What the exercise asks:
Your answer must be an exact copy of the lines below, from the first through the one with "pixel 261 89", with no pictures.

Input data:
=======

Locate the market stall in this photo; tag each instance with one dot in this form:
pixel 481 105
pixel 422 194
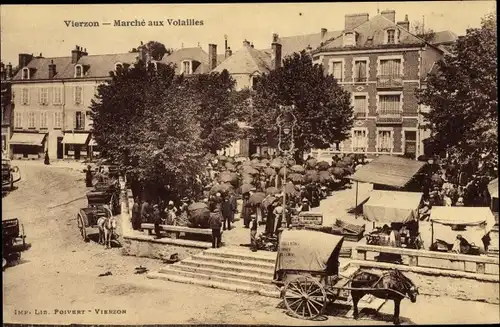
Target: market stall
pixel 471 223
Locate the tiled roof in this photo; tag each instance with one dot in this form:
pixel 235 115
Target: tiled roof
pixel 444 37
pixel 372 34
pixel 95 66
pixel 247 61
pixel 297 43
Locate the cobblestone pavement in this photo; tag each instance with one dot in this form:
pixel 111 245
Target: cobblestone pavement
pixel 60 272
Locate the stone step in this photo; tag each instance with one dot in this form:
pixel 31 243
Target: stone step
pixel 221 272
pixel 269 257
pixel 222 279
pixel 213 284
pixel 246 263
pixel 228 267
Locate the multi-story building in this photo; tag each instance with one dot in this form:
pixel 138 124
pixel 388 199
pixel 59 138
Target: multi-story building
pixel 52 98
pixel 382 64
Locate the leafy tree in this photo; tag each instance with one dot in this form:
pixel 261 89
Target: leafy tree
pixel 217 112
pixel 462 96
pixel 322 108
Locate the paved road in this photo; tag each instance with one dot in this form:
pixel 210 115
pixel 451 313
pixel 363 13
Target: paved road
pixel 60 273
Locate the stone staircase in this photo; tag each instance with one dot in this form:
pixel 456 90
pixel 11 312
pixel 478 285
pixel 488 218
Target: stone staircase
pixel 230 268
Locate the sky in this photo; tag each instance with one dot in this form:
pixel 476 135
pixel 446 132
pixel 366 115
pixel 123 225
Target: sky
pixel 42 29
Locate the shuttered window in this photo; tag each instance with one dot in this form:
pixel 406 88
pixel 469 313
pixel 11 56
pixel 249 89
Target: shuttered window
pixel 390 67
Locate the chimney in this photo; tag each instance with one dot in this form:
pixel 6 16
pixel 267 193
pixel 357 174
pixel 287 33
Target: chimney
pixel 405 24
pixel 323 33
pixel 8 71
pixel 229 52
pixel 76 54
pixel 389 14
pixel 52 69
pixel 24 59
pixel 276 52
pixel 354 20
pixel 212 56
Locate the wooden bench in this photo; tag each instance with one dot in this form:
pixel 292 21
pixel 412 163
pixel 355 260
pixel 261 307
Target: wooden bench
pixel 175 231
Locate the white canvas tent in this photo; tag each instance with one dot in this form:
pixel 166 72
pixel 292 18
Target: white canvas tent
pixel 477 221
pixel 392 206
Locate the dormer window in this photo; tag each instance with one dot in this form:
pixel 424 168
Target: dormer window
pixel 118 66
pixel 26 73
pixel 187 67
pixel 391 36
pixel 349 39
pixel 78 71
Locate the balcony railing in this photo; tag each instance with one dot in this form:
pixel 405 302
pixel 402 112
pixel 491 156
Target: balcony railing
pixel 389 116
pixel 389 81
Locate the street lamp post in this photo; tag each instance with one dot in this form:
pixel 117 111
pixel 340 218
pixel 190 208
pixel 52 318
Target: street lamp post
pixel 286 122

=======

Task result:
Locate the market stall in this photo; tag each instance with one dot in this form:
pixel 481 105
pixel 422 194
Target: market stall
pixel 471 223
Locate the tiled roof in this photo; tag each instance with one dot in this form:
pixel 235 115
Target: tiled roof
pixel 444 37
pixel 372 34
pixel 95 66
pixel 247 61
pixel 297 43
Locate the cobblestone pavement in this photo; tag each instance with one dot in this form:
pixel 111 245
Target: cobblestone pavement
pixel 60 272
Locate the stone step in this photo; tag each instance with one dot in this form:
pixel 31 243
Target: stone step
pixel 221 272
pixel 269 257
pixel 222 279
pixel 213 284
pixel 246 263
pixel 228 267
Locate the multi-story building in this photo; tag each instance with one dot in this form:
pixel 138 124
pixel 388 199
pixel 59 138
Target: multi-story building
pixel 52 98
pixel 382 64
Locate the leafy tree in this photo; tag each instance with one dot in this form:
pixel 261 89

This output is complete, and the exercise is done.